Work to complete
Lay out as a numbered list, leaving out blank lines, only the lines in the records below from the line with "of the woman's" up to and including the line with "Target: woman's nose".

** START Information given **

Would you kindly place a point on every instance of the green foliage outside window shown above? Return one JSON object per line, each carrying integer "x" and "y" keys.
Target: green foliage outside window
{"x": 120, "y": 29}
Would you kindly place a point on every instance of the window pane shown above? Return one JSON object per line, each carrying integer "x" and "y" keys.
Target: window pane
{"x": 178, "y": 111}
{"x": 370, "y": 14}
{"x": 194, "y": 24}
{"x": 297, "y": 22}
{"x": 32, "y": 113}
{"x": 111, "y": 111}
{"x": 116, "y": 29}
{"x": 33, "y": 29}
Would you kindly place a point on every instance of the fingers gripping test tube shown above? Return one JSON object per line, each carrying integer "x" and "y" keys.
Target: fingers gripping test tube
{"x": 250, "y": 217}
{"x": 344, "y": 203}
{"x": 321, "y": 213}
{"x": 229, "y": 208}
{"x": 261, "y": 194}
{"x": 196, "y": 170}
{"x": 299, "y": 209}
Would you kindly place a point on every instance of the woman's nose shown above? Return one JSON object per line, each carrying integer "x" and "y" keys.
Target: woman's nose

** END Information given **
** START Information given **

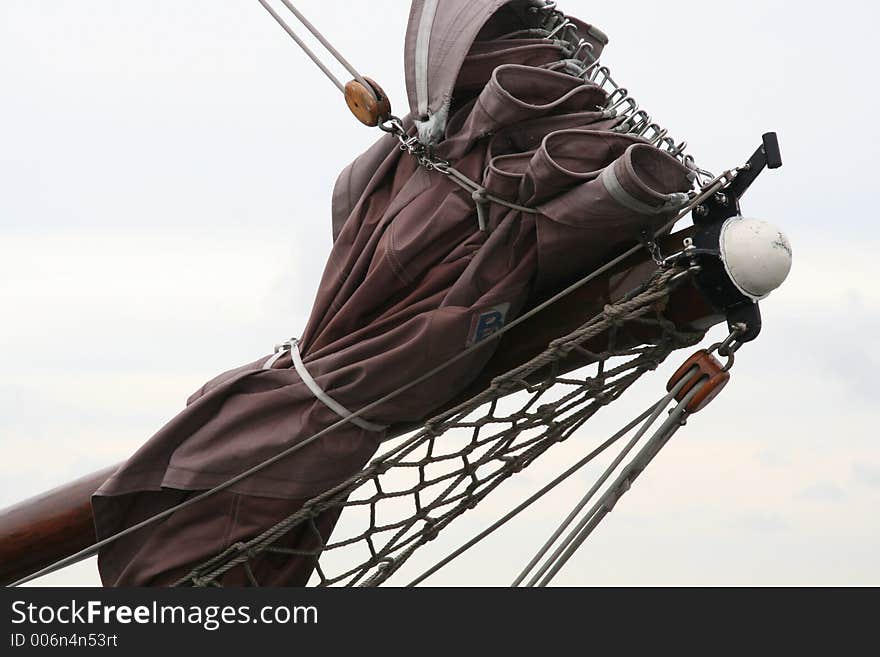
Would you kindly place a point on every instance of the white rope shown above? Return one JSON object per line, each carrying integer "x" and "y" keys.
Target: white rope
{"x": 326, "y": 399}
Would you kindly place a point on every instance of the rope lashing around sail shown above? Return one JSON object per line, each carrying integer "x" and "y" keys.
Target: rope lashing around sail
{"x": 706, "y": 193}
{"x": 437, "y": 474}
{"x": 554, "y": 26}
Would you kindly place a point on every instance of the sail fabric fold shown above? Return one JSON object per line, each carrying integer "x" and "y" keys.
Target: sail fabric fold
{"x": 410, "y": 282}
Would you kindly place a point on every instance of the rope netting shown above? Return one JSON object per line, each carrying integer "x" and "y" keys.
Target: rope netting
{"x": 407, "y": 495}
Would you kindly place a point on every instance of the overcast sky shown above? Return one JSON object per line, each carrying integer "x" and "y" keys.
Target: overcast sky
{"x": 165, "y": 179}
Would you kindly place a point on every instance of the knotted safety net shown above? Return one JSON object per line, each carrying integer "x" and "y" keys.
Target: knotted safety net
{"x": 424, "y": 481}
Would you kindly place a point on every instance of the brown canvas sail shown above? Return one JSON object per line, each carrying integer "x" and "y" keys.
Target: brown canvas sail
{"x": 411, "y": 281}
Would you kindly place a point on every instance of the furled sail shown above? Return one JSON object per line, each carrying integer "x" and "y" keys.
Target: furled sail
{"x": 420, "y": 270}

** END Information given **
** START Information given **

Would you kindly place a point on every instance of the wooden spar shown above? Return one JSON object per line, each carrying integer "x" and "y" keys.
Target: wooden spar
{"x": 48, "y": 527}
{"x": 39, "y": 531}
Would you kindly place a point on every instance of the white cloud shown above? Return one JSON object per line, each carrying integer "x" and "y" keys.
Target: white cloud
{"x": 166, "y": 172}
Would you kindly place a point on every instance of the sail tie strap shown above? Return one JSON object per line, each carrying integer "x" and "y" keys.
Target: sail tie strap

** END Information given **

Response to this task
1. Would you kindly place a point on every instance of the woman's nose shown above? Return one JSON object per line, each carrying integer "x" and "y" keys.
2. Target: woman's nose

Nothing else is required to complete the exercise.